[Pointing dataset listing]
━━━

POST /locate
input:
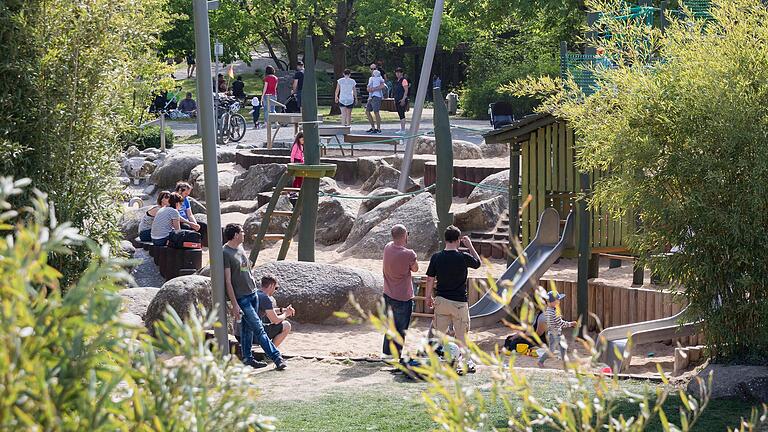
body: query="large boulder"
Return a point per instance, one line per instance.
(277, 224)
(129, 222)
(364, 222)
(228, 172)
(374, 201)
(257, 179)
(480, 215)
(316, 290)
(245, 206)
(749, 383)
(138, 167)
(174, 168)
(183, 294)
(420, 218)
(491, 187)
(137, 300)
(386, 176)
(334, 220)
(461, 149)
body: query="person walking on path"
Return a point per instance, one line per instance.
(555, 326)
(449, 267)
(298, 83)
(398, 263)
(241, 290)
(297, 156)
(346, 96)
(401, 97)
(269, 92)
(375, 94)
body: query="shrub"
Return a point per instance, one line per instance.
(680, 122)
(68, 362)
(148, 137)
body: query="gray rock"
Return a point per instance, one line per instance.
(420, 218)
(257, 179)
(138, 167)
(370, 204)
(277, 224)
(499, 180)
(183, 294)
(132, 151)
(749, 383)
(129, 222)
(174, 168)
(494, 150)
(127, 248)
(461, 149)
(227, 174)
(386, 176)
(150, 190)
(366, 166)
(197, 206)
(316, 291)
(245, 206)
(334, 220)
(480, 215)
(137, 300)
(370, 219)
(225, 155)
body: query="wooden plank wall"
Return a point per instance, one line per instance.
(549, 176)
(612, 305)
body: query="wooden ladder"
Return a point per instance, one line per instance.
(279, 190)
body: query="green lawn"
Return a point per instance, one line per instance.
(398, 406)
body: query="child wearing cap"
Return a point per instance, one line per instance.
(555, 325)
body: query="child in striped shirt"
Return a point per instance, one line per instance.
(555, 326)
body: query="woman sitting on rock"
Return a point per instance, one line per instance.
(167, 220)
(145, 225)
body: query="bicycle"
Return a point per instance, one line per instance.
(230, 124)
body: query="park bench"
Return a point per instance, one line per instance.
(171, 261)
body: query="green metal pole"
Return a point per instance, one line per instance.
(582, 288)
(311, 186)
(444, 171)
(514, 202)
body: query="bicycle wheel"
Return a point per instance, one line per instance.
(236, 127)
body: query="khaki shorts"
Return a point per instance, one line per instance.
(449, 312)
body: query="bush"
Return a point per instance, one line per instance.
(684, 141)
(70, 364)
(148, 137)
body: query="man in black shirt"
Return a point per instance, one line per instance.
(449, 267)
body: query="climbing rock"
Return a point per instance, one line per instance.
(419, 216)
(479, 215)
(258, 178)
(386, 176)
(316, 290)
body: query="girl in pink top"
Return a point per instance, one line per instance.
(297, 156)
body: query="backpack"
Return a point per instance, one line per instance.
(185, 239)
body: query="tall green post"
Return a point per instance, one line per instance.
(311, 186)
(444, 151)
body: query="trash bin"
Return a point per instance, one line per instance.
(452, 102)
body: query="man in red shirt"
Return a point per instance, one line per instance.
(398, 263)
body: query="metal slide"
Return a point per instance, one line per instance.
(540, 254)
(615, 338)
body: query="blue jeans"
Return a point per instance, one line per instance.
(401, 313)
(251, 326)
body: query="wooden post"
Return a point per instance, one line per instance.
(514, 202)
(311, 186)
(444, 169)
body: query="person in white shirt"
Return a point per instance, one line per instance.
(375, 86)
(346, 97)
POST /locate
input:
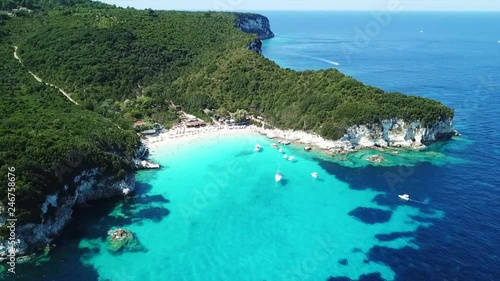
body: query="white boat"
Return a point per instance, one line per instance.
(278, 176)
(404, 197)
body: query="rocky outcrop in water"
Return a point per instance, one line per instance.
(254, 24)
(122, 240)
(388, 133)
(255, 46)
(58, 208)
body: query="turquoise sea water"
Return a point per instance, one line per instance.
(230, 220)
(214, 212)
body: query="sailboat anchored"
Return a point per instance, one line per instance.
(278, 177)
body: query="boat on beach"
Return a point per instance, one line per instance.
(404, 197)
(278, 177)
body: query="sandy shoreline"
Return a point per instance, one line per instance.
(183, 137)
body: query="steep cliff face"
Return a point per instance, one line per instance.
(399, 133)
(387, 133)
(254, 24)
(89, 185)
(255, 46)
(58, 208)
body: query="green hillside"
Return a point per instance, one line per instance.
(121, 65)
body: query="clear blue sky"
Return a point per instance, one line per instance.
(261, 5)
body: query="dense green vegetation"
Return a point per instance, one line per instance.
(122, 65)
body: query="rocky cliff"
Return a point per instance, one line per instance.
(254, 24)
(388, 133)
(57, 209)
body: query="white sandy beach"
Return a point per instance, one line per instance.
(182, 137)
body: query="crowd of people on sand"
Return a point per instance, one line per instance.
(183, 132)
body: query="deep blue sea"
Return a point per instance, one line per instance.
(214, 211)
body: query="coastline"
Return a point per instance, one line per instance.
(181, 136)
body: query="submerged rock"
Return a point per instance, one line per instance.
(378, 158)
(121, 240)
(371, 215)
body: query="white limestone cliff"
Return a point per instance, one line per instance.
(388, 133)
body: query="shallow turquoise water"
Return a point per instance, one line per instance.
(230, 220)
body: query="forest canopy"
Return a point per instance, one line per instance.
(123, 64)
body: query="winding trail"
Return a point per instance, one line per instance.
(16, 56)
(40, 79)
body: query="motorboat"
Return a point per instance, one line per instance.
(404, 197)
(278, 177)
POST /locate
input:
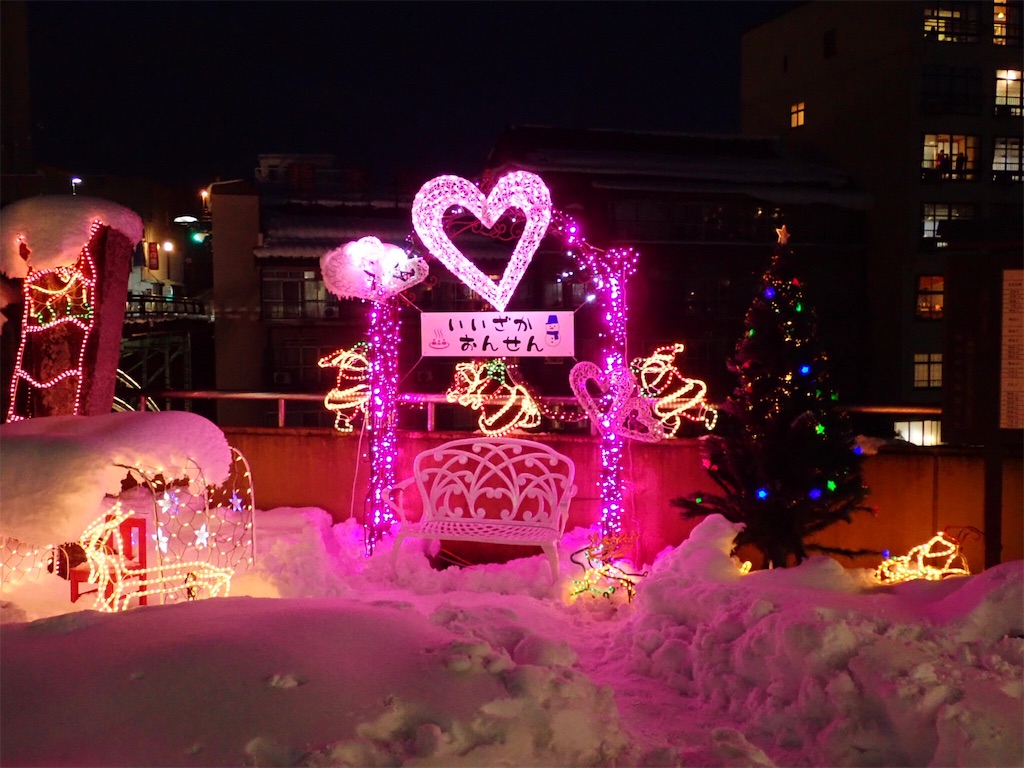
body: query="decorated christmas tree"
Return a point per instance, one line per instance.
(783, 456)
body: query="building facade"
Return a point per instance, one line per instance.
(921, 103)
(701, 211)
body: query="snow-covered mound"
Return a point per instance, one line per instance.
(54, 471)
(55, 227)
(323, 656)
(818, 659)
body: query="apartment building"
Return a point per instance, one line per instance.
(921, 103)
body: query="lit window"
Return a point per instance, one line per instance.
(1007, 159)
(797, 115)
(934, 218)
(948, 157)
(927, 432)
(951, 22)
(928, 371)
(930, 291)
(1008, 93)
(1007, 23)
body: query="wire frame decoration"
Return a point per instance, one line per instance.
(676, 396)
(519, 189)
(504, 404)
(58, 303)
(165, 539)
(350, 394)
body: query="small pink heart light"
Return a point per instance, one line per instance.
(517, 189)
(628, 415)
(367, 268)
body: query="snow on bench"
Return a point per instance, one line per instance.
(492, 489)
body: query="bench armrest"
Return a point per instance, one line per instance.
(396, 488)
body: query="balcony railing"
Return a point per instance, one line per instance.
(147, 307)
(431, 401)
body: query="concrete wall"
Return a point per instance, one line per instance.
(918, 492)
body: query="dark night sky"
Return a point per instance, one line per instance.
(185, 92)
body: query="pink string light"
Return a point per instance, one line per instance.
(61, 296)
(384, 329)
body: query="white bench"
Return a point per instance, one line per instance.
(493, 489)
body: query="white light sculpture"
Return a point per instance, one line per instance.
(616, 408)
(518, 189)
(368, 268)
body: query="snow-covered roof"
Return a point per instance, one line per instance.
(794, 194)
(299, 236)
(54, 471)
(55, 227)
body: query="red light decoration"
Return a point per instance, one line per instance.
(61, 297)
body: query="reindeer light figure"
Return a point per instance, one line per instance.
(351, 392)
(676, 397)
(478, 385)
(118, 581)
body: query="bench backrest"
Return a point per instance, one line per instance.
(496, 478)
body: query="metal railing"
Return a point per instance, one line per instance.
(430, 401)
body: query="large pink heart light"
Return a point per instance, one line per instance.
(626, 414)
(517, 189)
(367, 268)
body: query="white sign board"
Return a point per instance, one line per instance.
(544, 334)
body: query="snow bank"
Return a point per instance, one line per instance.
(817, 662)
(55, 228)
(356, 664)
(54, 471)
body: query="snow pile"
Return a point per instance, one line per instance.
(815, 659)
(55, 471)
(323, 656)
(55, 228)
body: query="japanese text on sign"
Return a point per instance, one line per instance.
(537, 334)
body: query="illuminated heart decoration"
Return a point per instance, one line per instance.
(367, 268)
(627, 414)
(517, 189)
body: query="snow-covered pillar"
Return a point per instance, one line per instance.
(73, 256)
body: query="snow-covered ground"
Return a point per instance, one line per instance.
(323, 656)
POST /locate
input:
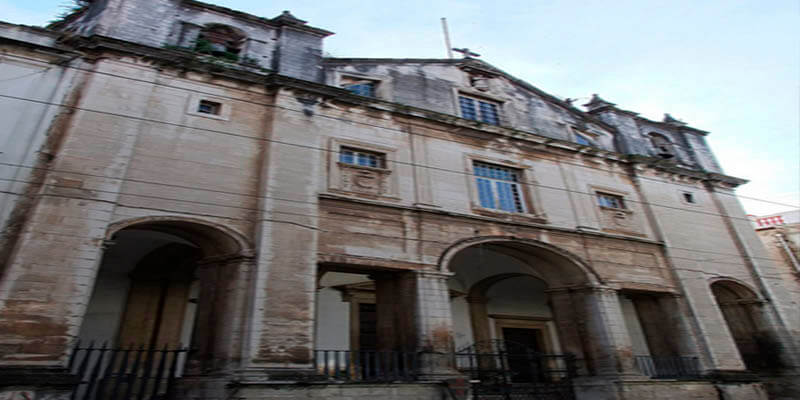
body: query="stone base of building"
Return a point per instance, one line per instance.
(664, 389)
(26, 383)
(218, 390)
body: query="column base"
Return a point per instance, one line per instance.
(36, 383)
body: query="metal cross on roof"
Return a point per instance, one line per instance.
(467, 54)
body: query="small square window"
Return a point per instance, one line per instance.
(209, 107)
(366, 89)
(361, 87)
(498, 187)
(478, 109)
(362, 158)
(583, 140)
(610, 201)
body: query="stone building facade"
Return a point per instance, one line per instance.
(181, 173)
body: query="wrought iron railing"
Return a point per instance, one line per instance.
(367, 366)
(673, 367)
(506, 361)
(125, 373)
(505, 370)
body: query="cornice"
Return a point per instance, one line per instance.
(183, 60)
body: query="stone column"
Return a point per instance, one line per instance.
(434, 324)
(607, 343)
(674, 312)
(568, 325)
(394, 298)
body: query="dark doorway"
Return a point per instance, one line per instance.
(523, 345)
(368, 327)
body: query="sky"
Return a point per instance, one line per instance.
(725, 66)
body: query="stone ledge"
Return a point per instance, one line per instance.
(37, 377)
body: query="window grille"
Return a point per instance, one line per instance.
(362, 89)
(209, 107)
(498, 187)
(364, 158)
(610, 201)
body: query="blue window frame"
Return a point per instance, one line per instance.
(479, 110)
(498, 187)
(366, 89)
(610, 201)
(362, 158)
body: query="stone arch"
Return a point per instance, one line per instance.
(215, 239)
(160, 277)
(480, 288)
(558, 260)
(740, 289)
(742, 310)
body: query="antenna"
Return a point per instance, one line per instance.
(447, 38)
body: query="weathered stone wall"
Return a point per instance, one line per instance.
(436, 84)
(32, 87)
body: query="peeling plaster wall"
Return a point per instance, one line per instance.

━━━

Collect every line in the listing above that contains the word "person", copying each one in full.

§ The reply
body: query="person walking on path"
body: query="person in white shirt"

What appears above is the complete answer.